Referring expression pointing data:
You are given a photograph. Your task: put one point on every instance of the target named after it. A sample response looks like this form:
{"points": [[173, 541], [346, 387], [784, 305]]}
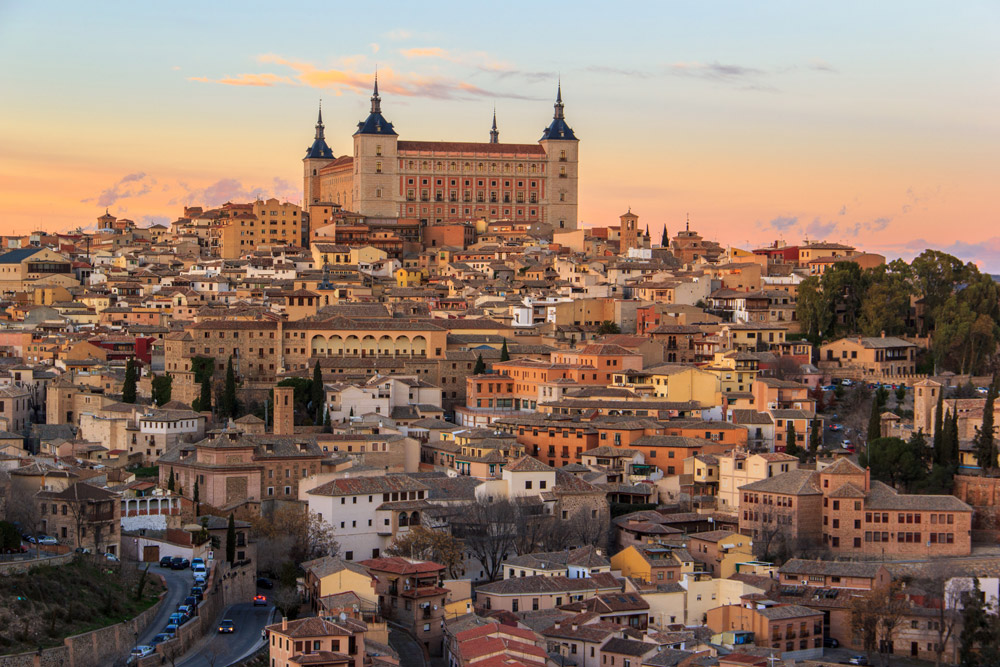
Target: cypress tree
{"points": [[230, 405], [985, 442], [128, 388], [939, 427], [231, 539], [875, 422], [317, 393], [791, 444], [205, 401]]}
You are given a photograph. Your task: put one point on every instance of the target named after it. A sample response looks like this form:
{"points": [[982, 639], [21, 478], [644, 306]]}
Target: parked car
{"points": [[142, 651]]}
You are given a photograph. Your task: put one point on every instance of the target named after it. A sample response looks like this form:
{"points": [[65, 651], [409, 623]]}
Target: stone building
{"points": [[437, 181]]}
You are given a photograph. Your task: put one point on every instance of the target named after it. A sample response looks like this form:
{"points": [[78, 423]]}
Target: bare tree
{"points": [[488, 530], [22, 509], [876, 616], [944, 589]]}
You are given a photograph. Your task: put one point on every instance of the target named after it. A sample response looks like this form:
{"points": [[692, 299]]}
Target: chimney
{"points": [[284, 410]]}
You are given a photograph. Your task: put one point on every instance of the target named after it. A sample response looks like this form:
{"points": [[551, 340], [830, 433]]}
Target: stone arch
{"points": [[369, 346], [401, 346], [335, 345], [419, 345], [385, 346], [318, 346]]}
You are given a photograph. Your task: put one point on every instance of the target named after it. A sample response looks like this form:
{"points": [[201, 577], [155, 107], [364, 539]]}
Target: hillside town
{"points": [[427, 417]]}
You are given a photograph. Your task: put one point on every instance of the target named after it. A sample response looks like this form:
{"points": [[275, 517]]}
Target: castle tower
{"points": [[925, 398], [284, 410], [376, 181], [318, 155], [629, 232], [562, 150]]}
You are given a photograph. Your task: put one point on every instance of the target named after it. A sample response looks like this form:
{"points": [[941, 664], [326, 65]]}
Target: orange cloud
{"points": [[260, 80], [349, 79]]}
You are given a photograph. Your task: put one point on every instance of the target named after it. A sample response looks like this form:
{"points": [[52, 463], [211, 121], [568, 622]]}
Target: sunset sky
{"points": [[872, 123]]}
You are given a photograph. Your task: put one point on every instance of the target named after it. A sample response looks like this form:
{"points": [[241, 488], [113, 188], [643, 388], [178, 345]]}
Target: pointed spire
{"points": [[319, 123], [559, 105], [376, 100]]}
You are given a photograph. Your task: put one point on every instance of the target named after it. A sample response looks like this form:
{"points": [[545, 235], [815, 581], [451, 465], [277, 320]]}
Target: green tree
{"points": [[815, 437], [939, 428], [608, 327], [231, 539], [791, 440], [813, 310], [317, 395], [899, 463], [129, 387], [984, 442], [230, 404], [162, 388], [875, 421], [976, 627]]}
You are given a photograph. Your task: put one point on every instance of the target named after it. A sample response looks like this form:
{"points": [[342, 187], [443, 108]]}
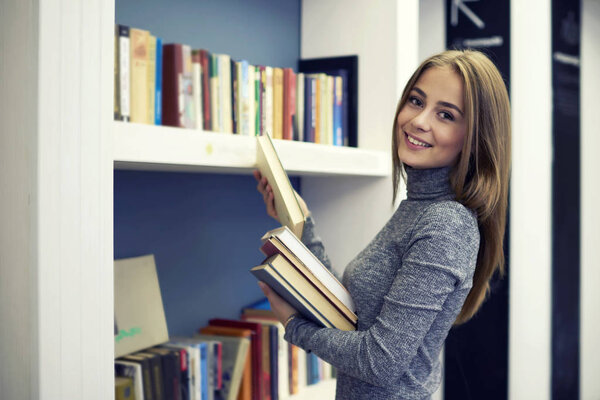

§ **Task requirements**
Start to finish, write out the data above exactly, omitting all pictures.

§ **Response to this task**
You are given a photograph. Your task: put one point on every instance of the target named after it. A sample response looks like this form:
{"points": [[173, 541], [346, 387], [784, 305]]}
Target: cypress tree
{"points": [[230, 405], [985, 442], [128, 388], [939, 427], [231, 539], [875, 422], [317, 393], [791, 444], [205, 401]]}
You are given a photograph. Your task: put one point on every instance of the target named after it. A sample response looks like this form:
{"points": [[982, 639], [21, 478], [644, 306]]}
Target: parked car
{"points": [[142, 651]]}
You are given a photograph. Your task: put one point on every instance of the target named after it. A sample response looks like this form:
{"points": [[65, 651], [409, 623]]}
Target: stone building
{"points": [[437, 181]]}
You are given a photograph. Your task: put one point on every instance of the target named after it. A sample response looks like this form:
{"points": [[78, 423]]}
Target: bare tree
{"points": [[488, 530], [22, 509], [876, 616], [944, 589]]}
You are given a photograph. Your task: put one point on every instance of the target named after it. A sample response looks like this form:
{"points": [[692, 299]]}
Target: chimney
{"points": [[284, 410]]}
You are given a photograph. Your task: put one point on every instance of the target named after it. A sample response looks like this form:
{"points": [[551, 340], [830, 433]]}
Target: stone arch
{"points": [[369, 346], [401, 346], [335, 345], [419, 345], [385, 346], [318, 346]]}
You are given a photograph. Your task: put one point on every instance of the target named after it. A sample response looks like this form:
{"points": [[201, 577], [155, 107], [364, 539]]}
Target: hillside town
{"points": [[427, 417]]}
You are given a photograph. Your task: put one point on every instance of the target named after it. A sample response looks like this form:
{"points": [[275, 517]]}
Target: castle tower
{"points": [[925, 398], [284, 410], [376, 181], [318, 155], [629, 232], [562, 150]]}
You are given a photograph. Your task: put one point on every instance of the target named after it. A sample response looks like this form:
{"points": [[941, 664], [326, 65]]}
Target: orange cloud
{"points": [[260, 80], [349, 79]]}
You are given a photograph. Your task: put one point on every instance of the target named after it. A sample response looks like this form:
{"points": [[52, 463], [211, 121], [568, 622]]}
Target: sunset sky
{"points": [[872, 123]]}
You are given a photograph. Your task: put one point on every instance of the target named after it. A sample response looks like this form:
{"points": [[241, 488], [113, 188], [643, 388], [178, 345]]}
Target: pointed spire
{"points": [[319, 123], [559, 105], [376, 100]]}
You are given a photograph. Your task: put one point on every instance of the target named after it. A sample response looks like this form:
{"points": [[545, 235], [815, 581], [451, 465], [277, 320]]}
Target: green tree
{"points": [[815, 437], [939, 428], [608, 327], [231, 539], [791, 440], [813, 310], [317, 395], [899, 463], [129, 387], [984, 442], [230, 404], [162, 388], [875, 421], [976, 627]]}
You are given a photograph. Your task: put one point on every instance of the target named after it. A sample response looks like this form:
{"points": [[342, 187], [443, 108]]}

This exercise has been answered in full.